━━ 文書抜粋 ━━
ホンダアクセス“KIDS部”が活動2年目
キッズデザイン新時代■自動車を素材に子供の興味理解
ホンダグループの自動車用アクセサリーメーカーであるホンダアクセス(埼玉県新座市)が、子供と自動車をテーマにした研究に力を入れている。子供を持つ有志の社員8人で構成する“KIDS部”が本格始動して1年。ホンダ製ミニバンの用途やアクセサリー開発のヒントを探したり、ファミリーイベントを開いたりして活動の方向性を探ってきた。しかし、子供の目線は親とは大きく違うことに気付いたという。
◆親の都合から離れて
自動車会社で子供をテーマにできることを考えると、車内を汚すのを防ぐアクセサリーとか、親が装着や調整がしやすいチャイルドシートの開発といったところに陥りやすいという。
もちろん、それらは重要ではあるが、KIDS部のメンバーは、親の都合だけに活動の幅を狭める必要はないと考えた。
━━━
**課題**
ホンダアクセスのKIDS部を扱った記事を、一字も変えずに全文書き写してください。 素材は記事とは関係のない別物である。
━━ 提供素材 ━━
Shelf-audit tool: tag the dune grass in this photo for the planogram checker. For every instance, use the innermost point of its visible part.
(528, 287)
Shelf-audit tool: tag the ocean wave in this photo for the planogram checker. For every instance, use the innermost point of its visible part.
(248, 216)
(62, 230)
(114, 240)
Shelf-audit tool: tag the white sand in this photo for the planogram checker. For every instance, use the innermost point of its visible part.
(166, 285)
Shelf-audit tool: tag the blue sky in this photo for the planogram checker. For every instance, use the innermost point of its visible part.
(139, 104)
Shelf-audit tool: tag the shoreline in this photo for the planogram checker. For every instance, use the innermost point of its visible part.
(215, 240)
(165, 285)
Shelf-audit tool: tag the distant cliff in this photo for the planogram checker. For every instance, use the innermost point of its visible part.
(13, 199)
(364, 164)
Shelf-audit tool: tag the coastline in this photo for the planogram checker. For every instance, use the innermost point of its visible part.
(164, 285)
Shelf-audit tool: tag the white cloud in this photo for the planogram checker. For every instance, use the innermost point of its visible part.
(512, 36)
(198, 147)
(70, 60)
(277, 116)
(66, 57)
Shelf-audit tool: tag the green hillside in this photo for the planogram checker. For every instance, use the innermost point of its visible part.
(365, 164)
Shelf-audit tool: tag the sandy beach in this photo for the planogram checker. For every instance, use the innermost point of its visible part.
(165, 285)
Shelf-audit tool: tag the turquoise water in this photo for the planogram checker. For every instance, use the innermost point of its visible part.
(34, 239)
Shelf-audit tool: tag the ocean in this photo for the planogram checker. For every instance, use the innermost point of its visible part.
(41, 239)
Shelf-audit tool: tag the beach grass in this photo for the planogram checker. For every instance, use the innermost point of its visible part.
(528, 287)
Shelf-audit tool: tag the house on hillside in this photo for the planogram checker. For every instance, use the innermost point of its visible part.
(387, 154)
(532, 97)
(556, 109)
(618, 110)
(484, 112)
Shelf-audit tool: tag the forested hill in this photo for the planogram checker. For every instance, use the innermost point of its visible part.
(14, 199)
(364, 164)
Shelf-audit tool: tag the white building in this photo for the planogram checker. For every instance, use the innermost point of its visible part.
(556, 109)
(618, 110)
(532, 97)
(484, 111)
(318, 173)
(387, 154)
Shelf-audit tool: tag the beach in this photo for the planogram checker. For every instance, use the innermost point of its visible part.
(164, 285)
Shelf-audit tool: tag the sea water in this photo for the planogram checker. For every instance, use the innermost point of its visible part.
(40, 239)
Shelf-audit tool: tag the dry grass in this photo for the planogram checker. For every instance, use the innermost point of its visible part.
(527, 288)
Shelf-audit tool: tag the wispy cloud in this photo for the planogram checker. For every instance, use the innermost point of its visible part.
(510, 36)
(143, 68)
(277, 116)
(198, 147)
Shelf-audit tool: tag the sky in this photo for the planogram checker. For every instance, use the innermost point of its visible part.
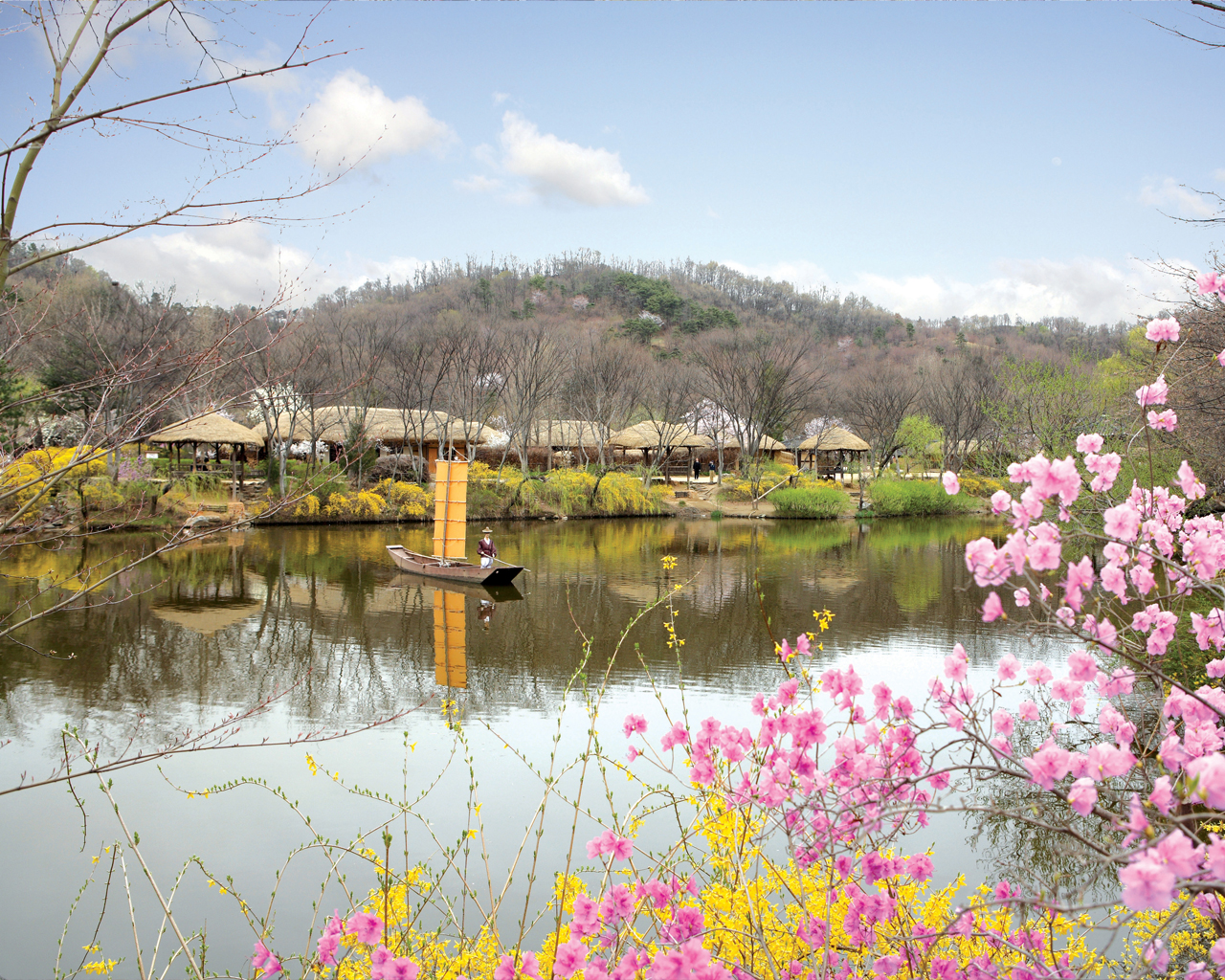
(940, 160)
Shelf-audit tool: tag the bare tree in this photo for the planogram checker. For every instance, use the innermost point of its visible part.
(81, 39)
(956, 398)
(605, 385)
(764, 384)
(876, 403)
(537, 368)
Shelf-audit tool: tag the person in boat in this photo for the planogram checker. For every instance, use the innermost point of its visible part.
(486, 549)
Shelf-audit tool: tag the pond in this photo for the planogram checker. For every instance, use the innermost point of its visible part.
(320, 616)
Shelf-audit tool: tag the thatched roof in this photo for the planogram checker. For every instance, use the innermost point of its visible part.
(835, 437)
(337, 423)
(648, 435)
(766, 445)
(568, 433)
(211, 428)
(207, 617)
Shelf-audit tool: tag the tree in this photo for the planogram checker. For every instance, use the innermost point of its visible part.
(764, 384)
(605, 385)
(537, 368)
(878, 401)
(81, 39)
(956, 399)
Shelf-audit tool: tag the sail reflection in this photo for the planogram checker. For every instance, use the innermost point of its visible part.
(450, 635)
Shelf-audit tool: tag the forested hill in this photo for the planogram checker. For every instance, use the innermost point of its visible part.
(663, 302)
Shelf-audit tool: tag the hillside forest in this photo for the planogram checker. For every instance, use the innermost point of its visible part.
(580, 336)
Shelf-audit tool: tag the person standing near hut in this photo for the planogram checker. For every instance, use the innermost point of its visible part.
(486, 550)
━━━
**解答全文**
ホンダアクセス“KIDS部”が活動2年目
キッズデザイン新時代■自動車を素材に子供の興味理解
ホンダグループの自動車用アクセサリーメーカーであるホンダアクセス(埼玉県新座市)が、子供と自動車をテーマにした研究に力を入れている。子供を持つ有志の社員8人で構成する“KIDS部”が本格始動して1年。ホンダ製ミニバンの用途やアクセサリー開発のヒントを探したり、ファミリーイベントを開いたりして活動の方向性を探ってきた。しかし、子供の目線は親とは大きく違うことに気付いたという。
◆親の都合から離れて
自動車会社で子供をテーマにできることを考えると、車内を汚すのを防ぐアクセサリーとか、親が装着や調整がしやすいチャイルドシートの開発といったところに陥りやすいという。
もちろん、それらは重要ではあるが、KIDS部のメンバーは、親の都合だけに活動の幅を狭める必要はないと考えた。